- Exercise aim
Search the records for the word "baby" and report each line that has it.

[Collected data entries]
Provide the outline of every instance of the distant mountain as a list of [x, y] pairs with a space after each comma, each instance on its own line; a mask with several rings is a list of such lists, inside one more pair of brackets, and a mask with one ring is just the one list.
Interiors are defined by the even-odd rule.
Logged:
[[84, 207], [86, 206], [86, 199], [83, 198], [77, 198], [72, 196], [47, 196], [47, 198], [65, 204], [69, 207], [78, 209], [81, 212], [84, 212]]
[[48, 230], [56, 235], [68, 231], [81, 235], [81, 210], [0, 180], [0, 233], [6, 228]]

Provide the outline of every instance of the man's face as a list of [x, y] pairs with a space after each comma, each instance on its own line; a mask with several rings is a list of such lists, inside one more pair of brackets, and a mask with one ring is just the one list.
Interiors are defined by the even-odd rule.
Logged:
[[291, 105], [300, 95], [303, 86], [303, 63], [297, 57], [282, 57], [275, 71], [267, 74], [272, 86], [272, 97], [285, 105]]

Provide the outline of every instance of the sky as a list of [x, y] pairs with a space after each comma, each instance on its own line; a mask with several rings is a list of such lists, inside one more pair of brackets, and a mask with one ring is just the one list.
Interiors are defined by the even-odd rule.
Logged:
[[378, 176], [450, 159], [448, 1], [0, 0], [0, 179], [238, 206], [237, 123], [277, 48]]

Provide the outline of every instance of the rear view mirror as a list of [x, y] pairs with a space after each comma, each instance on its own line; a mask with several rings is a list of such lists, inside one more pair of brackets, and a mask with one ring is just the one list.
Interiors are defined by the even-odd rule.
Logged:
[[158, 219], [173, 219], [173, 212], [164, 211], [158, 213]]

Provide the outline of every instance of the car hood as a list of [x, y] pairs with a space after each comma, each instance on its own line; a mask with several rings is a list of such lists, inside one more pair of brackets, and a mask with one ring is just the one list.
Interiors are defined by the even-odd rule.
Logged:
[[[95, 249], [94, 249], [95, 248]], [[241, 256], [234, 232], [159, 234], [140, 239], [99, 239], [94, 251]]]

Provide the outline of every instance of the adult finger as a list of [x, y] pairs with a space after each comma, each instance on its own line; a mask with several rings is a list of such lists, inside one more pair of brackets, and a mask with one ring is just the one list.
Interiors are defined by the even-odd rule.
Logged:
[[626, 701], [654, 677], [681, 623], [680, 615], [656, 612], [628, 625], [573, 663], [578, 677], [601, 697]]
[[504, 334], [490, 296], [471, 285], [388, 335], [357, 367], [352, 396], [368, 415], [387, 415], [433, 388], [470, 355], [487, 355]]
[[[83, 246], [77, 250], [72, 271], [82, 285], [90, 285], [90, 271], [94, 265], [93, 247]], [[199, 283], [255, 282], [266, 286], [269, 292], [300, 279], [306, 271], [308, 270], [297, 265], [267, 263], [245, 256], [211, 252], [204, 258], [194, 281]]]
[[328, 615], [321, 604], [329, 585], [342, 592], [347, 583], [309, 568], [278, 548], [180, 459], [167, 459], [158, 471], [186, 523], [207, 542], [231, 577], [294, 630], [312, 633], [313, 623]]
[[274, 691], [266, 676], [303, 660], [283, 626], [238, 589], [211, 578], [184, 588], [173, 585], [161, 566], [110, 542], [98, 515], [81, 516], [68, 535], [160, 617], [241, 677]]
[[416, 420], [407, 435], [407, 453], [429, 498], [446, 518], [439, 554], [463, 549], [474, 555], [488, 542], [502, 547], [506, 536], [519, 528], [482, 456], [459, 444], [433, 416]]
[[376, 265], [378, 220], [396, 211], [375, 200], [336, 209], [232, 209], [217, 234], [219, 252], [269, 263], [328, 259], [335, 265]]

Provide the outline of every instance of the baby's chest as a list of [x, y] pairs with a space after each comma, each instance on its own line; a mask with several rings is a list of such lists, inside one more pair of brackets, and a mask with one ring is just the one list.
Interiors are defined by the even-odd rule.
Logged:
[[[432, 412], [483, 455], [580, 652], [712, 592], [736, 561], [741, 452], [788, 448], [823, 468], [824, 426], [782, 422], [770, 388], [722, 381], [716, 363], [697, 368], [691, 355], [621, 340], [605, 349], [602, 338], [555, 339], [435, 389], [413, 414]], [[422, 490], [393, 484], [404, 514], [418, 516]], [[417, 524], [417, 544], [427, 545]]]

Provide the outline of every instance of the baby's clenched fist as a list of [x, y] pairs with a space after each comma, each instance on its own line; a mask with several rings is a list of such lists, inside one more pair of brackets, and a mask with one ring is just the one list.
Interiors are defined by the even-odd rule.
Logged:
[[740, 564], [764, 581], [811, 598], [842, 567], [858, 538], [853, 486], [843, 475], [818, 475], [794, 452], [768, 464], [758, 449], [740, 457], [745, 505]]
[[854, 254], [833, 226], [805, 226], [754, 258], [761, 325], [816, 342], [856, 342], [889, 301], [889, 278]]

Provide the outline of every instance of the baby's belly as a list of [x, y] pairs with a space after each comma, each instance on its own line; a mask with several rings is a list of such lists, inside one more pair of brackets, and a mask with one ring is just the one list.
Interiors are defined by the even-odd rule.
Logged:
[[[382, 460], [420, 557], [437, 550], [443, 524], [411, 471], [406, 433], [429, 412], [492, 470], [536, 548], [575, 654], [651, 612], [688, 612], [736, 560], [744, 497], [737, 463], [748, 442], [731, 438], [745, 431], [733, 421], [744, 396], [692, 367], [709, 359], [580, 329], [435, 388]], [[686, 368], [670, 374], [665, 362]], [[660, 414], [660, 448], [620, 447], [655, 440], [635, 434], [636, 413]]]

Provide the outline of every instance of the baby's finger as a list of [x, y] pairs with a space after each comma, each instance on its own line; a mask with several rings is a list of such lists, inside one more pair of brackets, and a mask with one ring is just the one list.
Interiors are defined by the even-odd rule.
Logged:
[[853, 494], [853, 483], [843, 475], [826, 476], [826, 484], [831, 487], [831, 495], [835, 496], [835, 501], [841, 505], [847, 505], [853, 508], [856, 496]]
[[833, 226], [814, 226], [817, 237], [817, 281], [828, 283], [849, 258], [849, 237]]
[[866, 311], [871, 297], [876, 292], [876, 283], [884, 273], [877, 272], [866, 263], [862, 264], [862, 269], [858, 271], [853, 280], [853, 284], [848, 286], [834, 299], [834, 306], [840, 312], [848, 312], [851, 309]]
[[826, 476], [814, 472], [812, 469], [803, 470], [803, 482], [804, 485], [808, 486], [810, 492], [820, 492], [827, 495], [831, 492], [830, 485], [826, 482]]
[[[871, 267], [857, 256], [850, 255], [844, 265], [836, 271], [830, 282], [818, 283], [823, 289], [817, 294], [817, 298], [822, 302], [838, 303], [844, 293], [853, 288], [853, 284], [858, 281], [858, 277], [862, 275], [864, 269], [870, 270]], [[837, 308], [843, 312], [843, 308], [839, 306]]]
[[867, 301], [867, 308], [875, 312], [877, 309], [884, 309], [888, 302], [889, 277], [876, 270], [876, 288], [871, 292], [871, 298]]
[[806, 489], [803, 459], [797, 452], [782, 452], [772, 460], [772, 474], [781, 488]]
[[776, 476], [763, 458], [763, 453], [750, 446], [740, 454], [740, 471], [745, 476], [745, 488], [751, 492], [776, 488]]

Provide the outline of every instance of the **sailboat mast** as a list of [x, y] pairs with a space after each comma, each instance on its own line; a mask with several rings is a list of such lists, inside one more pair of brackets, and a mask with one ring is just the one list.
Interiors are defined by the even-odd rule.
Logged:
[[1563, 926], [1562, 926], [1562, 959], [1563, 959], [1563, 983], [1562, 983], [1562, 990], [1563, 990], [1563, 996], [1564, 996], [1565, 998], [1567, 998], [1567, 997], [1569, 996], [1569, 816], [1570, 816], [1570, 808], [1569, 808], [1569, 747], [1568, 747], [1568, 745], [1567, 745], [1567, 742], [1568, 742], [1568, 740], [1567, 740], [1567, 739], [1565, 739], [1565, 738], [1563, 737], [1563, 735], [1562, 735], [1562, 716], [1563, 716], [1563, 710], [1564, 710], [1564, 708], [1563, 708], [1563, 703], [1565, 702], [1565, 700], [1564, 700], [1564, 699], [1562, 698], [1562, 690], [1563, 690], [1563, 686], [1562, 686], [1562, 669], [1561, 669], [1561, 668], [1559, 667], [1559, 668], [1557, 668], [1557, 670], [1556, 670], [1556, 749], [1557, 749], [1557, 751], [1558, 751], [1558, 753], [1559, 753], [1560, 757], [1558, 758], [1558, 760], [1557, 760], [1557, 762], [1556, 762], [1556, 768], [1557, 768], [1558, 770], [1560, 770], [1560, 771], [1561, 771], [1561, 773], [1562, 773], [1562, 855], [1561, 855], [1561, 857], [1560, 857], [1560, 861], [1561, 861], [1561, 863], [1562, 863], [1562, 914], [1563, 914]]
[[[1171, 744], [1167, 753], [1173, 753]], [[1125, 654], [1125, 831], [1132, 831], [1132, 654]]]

- Task solution
Provide the outline of every instance of the baby's chest as a list of [x, y] pairs with a space after each comma, each instance on its own line; a mask with several rings is a list of such lists, inside one more pair of brackets, and a mask with one ring is just the one list.
Provide the outline of every instance of the baby's clenched fist as a list of [x, y] pairs with a space after each comma, each instance on its own line; a mask with several rings is a list of such lists, inside one more pair of brackets, and a mask with one ring is just the one list.
Provide the outline of every instance of the baby's belly as a list of [x, y] pairs with a space after each comma, each instance on its own line; a mask with several rings is a list of such lists, inside one more pair of brackets, and a mask with one ring is just the one list.
Provide the outline of every instance of the baby's finger as a list of [x, y] pairs with a space after each comma, each instance on its own line; a mask with several rings is a list of such lists, inside one more pair of brackets, and a mask with one ring is just the one list.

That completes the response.